Start of Available data

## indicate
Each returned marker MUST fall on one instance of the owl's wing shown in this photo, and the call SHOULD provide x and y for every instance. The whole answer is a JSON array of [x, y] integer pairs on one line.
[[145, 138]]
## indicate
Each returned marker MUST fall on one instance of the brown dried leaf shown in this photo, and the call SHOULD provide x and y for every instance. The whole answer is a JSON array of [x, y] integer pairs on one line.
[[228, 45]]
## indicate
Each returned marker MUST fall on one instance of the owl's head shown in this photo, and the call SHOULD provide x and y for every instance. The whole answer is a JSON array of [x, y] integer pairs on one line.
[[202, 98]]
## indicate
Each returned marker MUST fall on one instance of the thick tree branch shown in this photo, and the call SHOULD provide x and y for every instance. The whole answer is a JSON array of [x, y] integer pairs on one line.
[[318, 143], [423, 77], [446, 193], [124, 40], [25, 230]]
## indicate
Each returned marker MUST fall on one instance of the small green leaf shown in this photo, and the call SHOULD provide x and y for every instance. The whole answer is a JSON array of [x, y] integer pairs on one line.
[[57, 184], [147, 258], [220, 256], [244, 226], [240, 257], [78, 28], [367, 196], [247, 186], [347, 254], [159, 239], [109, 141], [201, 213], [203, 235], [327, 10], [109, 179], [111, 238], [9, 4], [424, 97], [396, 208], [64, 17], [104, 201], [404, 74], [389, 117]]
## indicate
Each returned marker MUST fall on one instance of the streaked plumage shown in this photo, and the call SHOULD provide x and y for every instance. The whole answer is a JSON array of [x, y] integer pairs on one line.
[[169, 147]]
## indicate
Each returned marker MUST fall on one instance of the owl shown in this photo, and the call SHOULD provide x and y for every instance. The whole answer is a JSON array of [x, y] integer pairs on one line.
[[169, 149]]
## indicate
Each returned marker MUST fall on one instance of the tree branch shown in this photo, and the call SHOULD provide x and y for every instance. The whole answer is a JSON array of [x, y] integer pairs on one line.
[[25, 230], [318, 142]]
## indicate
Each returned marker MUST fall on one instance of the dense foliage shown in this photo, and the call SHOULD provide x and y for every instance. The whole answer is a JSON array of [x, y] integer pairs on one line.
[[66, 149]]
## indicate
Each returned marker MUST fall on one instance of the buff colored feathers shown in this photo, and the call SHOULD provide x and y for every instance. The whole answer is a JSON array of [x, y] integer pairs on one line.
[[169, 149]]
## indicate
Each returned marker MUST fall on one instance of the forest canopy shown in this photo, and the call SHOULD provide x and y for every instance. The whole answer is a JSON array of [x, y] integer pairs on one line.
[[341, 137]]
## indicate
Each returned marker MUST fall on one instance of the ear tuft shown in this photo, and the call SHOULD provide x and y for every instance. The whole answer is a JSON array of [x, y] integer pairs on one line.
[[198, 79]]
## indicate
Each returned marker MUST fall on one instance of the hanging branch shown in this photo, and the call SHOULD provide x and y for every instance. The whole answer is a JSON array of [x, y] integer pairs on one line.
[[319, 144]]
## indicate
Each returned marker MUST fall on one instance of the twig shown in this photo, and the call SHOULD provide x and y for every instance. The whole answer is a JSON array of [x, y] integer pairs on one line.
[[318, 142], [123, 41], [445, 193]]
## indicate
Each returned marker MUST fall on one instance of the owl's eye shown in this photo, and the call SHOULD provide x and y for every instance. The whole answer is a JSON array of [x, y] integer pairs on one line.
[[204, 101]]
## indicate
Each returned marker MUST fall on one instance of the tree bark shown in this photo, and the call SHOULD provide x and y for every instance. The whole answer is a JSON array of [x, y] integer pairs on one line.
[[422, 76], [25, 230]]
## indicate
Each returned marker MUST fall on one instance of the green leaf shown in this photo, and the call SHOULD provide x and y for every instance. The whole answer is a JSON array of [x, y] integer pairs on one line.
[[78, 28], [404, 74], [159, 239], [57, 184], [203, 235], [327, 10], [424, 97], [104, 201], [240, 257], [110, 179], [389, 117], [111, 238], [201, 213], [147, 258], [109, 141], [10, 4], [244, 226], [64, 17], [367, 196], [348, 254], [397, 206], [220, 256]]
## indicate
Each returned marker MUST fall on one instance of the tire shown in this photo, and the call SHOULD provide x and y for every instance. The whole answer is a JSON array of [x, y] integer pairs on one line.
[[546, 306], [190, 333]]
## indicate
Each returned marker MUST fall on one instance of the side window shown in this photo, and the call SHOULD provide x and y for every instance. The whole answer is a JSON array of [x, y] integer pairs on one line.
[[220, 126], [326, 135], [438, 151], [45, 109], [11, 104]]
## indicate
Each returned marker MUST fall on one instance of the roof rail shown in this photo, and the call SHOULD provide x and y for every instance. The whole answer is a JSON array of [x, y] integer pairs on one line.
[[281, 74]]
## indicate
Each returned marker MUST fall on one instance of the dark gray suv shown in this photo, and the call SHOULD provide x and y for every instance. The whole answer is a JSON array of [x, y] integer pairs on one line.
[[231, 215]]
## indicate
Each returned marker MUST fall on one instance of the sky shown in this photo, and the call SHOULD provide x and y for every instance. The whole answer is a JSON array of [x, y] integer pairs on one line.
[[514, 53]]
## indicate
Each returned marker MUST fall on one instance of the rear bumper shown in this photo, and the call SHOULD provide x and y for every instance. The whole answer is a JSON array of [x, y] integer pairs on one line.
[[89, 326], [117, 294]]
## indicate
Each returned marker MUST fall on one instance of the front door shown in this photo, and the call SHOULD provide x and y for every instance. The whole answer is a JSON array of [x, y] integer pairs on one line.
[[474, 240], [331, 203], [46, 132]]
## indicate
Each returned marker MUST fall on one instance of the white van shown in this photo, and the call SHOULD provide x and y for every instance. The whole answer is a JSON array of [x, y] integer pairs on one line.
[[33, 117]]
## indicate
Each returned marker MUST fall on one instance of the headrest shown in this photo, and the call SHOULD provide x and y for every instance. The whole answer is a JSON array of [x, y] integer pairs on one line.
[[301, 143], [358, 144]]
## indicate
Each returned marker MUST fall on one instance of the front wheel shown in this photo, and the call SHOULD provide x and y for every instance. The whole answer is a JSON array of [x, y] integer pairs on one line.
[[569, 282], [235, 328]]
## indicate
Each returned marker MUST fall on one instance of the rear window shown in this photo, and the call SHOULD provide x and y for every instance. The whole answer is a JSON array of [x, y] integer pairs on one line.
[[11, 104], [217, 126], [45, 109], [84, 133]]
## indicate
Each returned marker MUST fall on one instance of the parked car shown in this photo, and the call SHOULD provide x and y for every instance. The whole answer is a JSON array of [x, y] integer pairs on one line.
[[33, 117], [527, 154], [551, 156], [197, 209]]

End of Available data

Required work.
The answer must be every record above, repeated exactly as written.

Reply to the task.
## indicate
Each returned marker MUST fall on one instance of the owl's wing shown in this photo, and the call SHOULD provide x and y for every instance. The whole answer is a JSON array of [x, y] integer pairs on one line.
[[145, 138]]
## indicate
Each returned marker MUST fall on one instance of the brown dried leaf shown in this photo, and the call SHOULD provide x and y for every instance. The whole answer is a JSON array of [x, y] integer pairs on one line.
[[228, 45]]
## indicate
Each returned marker MUST fall on one instance of the owl's head shown in this photo, and the call SHOULD provide x and y for every instance. The whole answer is a JSON array of [x, y] integer pairs on one line.
[[202, 98]]
## indicate
Each returned marker MUST fall on one instance of the thick tree branch shown in this photo, and the call SHOULD provide x and y for every instance. The whole answer is a JSON array of [x, y] integer pairs on one line.
[[318, 143], [423, 77], [446, 193], [124, 40], [25, 230]]
## indicate
Each returned marker MUST fall on one instance of the small green leaf shown in this photo, and the call SHOULD provide x and y for every instance. The whole answer is a JSON array of [x, y] integer pairs on one line.
[[57, 184], [147, 258], [220, 256], [244, 226], [240, 257], [78, 28], [367, 196], [247, 186], [347, 254], [159, 239], [109, 141], [201, 213], [203, 235], [327, 10], [109, 179], [111, 238], [9, 4], [424, 97], [396, 208], [64, 17], [104, 201], [404, 74], [389, 117]]
## indicate
Each returned marker MUST fall on one instance of the streaked plumage shown in this photo, and the call SHOULD provide x and y for every instance. The whole answer is a JSON array of [x, y] integer pairs on one line.
[[169, 147]]
## indicate
Each returned marker MUST fall on one instance of the owl shown in this photo, and the call SHOULD provide x and y for every instance. The whole answer is a JSON array of [x, y] integer pairs on one line.
[[169, 149]]
## indicate
Each returned marker MUST fall on one instance of the tree branch shown in this photo, and the call SHOULD provide x and y for every instance. The whole answer is a JSON array of [x, y] integer pairs on one line.
[[25, 230], [318, 142]]
## indicate
Each returned marker MUST fall on one instance of the dense foliage shown in this photo, and the call SHOULD provide x and y for every instance. The whole answer is a JSON array of [x, y] integer pairs on one line.
[[66, 149]]
## indicate
Each returned marker MUST fall on one instance of the buff colored feathers shown in this photo, and the call SHOULD provide x and y for every instance. The whole answer is a JSON array of [x, y] integer pairs on one line.
[[169, 149]]
## indicate
Each returned marker MUST fall on one instance of the forest canopy shown in this photo, and the call SHOULD provide x and y for every instance. The whole answer is a JSON array of [x, y] integer pairs on one line.
[[341, 137]]
## indicate
Each returned marker MUST fall on one instance of the ear tuft shown in this photo, and the call SHOULD provide x and y for every instance. The whole answer is a JSON array of [x, y] integer pairs on one line.
[[198, 79]]
## indicate
Each returned marker MUST fall on one instance of the hanging branch shown in this photo, and the call SHOULD provide x and y for every instance. The whole answer is a JSON array of [x, y] integer pairs on one line.
[[319, 144]]
## indicate
Each returned marker MUST fall on one instance of the twig shown in this photo, and the call SHOULD provide x and y for every instance. The whole answer is a JSON array of [x, y] integer pairs on one line.
[[318, 142], [123, 41], [445, 193]]
## indicate
Each returned marker MUST fall on one instance of the owl's eye shown in this photo, and the call SHOULD provide x and y for every instance. The whole answer is a JSON array of [x, y] integer pairs on one line.
[[204, 101]]
## indicate
Each returned marker MUST fall on one instance of the tree bark shown in this photo, and the call SHOULD provide x and y for every instance. The whole answer is a JSON array of [x, y] integer pairs on one line.
[[422, 76], [25, 230]]
## indicate
Each returned marker MUST fall on one instance of the green leaf shown in this photo, and the call SHOULD provide x and y for every instance. The whole answer is a JSON array of [x, y] integer pairs on one line.
[[78, 28], [404, 74], [159, 239], [57, 184], [203, 235], [327, 10], [424, 97], [104, 201], [240, 257], [110, 179], [389, 117], [111, 238], [201, 213], [147, 258], [109, 141], [10, 4], [244, 226], [64, 17], [367, 196], [348, 254], [397, 206], [220, 256]]
## indicate
Each returned marker MUST fall on one instance of the tire shown in this photo, and the call SHOULD provide x and y for every instance. The whole answer is a JSON array of [x, y] integer pairs on one line.
[[546, 306], [190, 333]]
## indicate
Each returned marker MUST fall on one instance of the side window shown in this photo, and the call SHOULD provide x and y for every instance. The whole answer is a JSON array of [x, y] integer pairs on one line.
[[220, 126], [326, 135], [438, 151], [45, 109], [11, 104]]
## indicate
Each returned marker MUST fall on one instance of the roof rail shown in this photo, and the call SHOULD provide x and y for every instance. The whole answer is a JSON array of [x, y] integer pairs on one line.
[[281, 74]]
## indicate
Each returned marker MUST fall on one instance of the dark gray suv shown in this photo, and the call SHOULD provide x and y for every instance. The whole answer is a JSON array of [x, y] integer pairs on one line.
[[231, 215]]
## indicate
Each returned marker MUST fall on one instance of the sky shown in this photo, and the call SHOULD provide x and y for every instance. The whole answer is a JSON array of [x, y] integer pairs on one line.
[[514, 53]]
## indicate
Each returned marker MUST fall on one instance of the rear bumper shown in this photo, and the call SHOULD provide x and y for every instance. The whole answer is a JSON array of [x, y] integer pairs on one line.
[[89, 326], [117, 294]]
## indicate
Each returned marker MUST fall on one instance of the front door shown in this photo, and the call SHOULD provide x and y for every instance. The whole answer is a JSON array of [x, y] integer pairs on one line.
[[474, 240], [331, 203], [46, 132]]
## indicate
Each returned marker MUST fall on one instance of the white van shown in this photo, and the call SHOULD provide x and y for every instance. The whole answer is a JSON array of [x, y] integer pairs on one line.
[[33, 117]]
## indicate
Each returned marker MUST fall on one instance of the headrest shown in this photo, and the call SHOULD provide x and y for every instance. The whole answer is a JSON array of [x, y] integer pairs on one line.
[[301, 143], [358, 144]]
## indicate
Each returned marker MUST fall on one instance of the front wheel shown in this photo, and the call SHOULD provide x and y for every instance. The whole answer is a JSON array of [x, y] integer pairs on one line.
[[569, 282], [235, 328]]
## indicate
Each returned marker MUST fall on one instance of the rear window shown in this photo, and the call SHOULD provide x and y for every instance. The whole answer is a JSON array of [x, y] integer pairs on one line.
[[11, 104], [217, 126], [45, 109], [84, 133]]
## indicate
Each returned marker MUST fall on one instance of the parked car shown in this photo, and the call SHOULD provide x and y for every instance. The whole answer is a JSON array of [x, y] integer pairs on one line.
[[33, 117], [527, 154], [551, 156], [197, 209]]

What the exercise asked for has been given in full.